◆ WHAT TO DO ◆
Count every line in the entries that contains "stripe". Report that count alone.

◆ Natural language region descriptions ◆
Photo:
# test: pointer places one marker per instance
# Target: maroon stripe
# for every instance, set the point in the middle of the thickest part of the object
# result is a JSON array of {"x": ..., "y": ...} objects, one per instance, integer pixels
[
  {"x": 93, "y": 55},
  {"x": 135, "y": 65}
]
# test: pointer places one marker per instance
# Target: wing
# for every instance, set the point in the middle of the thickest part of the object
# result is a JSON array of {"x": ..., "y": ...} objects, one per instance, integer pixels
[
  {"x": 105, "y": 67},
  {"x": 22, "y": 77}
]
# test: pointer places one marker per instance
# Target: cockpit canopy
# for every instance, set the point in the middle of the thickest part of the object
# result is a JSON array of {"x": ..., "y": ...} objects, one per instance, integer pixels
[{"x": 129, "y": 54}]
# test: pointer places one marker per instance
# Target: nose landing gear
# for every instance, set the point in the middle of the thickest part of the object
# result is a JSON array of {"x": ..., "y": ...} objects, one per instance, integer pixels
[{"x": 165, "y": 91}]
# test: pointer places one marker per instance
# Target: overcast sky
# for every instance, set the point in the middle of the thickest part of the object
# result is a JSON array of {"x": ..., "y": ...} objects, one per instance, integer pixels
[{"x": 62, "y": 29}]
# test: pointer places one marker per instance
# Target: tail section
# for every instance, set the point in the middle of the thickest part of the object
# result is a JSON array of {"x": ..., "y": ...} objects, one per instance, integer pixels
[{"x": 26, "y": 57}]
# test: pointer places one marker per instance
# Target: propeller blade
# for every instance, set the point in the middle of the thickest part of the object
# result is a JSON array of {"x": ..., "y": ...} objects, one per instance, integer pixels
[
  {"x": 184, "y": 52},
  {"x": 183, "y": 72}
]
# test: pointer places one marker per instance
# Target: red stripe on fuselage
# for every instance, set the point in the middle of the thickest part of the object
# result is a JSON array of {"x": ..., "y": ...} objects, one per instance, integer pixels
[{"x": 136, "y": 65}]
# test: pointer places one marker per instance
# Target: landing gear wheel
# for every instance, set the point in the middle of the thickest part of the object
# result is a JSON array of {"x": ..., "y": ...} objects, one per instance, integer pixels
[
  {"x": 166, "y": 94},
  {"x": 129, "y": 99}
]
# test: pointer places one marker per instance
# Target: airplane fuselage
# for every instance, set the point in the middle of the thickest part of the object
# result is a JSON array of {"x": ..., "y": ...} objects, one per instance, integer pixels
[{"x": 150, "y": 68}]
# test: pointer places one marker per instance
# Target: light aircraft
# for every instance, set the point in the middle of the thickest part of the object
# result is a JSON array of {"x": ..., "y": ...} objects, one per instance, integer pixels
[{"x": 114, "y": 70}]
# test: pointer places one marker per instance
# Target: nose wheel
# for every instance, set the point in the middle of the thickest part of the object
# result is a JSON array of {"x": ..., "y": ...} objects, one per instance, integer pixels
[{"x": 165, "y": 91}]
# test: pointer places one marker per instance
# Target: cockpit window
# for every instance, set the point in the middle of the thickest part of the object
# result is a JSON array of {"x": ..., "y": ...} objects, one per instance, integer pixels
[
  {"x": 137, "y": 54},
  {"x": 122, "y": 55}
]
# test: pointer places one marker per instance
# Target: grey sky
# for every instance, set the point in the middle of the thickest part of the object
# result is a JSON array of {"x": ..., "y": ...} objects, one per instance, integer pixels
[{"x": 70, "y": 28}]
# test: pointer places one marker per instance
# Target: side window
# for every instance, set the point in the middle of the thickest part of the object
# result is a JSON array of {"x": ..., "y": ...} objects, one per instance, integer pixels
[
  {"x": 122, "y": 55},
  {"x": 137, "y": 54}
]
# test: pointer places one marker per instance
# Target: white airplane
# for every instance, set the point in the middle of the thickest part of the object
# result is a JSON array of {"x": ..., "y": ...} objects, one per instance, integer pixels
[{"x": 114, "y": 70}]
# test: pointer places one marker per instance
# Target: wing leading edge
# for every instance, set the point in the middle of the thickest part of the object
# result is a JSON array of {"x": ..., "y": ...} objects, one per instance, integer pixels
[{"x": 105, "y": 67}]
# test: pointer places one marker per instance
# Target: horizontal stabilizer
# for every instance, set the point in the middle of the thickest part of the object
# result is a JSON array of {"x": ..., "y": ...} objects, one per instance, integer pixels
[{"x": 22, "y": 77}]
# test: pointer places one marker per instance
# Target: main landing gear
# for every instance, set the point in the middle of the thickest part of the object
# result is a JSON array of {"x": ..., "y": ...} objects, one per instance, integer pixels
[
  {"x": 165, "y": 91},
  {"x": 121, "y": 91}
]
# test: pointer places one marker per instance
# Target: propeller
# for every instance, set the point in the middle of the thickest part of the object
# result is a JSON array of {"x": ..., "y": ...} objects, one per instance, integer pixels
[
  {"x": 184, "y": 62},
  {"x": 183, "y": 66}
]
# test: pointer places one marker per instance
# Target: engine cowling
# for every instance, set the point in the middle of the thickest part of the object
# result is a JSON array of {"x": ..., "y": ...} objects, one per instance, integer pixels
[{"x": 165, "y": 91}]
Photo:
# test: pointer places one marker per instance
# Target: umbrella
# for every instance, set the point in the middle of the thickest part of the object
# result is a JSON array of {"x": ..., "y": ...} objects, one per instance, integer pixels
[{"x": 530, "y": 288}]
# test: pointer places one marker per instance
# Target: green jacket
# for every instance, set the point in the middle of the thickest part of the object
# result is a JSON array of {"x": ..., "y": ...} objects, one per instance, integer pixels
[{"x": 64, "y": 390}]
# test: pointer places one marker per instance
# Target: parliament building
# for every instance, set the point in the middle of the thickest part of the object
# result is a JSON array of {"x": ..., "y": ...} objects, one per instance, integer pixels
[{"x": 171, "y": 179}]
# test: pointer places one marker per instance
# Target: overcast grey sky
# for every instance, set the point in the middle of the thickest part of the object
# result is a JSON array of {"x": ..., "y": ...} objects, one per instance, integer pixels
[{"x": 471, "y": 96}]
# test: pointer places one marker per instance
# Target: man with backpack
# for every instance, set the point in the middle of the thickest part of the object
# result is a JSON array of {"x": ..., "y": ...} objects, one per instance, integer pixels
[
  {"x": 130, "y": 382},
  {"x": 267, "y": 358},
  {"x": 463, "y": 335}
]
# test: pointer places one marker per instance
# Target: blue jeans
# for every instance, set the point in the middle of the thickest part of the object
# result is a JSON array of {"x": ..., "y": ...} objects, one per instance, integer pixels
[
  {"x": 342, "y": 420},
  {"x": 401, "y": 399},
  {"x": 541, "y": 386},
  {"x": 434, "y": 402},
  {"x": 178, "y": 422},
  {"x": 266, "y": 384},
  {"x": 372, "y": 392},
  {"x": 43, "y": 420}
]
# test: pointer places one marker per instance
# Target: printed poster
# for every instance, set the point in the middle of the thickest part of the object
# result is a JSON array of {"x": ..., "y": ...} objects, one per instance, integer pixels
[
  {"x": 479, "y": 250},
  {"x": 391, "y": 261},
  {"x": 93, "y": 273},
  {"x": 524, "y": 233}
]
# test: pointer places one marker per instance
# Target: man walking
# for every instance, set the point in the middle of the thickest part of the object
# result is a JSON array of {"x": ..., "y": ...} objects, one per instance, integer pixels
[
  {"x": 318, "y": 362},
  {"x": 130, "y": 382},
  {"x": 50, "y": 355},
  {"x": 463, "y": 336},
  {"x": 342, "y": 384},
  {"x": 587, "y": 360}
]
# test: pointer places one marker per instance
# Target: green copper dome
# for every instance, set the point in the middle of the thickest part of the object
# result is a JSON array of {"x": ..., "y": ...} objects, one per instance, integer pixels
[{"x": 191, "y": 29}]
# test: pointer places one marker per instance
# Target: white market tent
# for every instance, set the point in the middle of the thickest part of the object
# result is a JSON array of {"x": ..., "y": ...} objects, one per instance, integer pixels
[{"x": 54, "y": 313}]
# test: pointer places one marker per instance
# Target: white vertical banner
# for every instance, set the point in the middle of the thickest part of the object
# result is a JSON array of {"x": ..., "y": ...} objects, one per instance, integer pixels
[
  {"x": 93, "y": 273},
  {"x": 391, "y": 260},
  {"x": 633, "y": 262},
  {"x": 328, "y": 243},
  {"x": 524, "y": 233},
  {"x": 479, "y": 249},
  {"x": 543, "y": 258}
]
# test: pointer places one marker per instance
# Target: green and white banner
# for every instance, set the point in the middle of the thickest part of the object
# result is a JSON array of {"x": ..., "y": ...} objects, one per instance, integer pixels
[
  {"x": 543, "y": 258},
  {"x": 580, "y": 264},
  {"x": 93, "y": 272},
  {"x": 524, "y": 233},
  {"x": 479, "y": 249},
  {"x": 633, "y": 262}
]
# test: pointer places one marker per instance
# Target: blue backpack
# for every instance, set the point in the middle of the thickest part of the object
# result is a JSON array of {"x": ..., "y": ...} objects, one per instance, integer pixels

◆ SOLUTION TO THIS EXERCISE ◆
2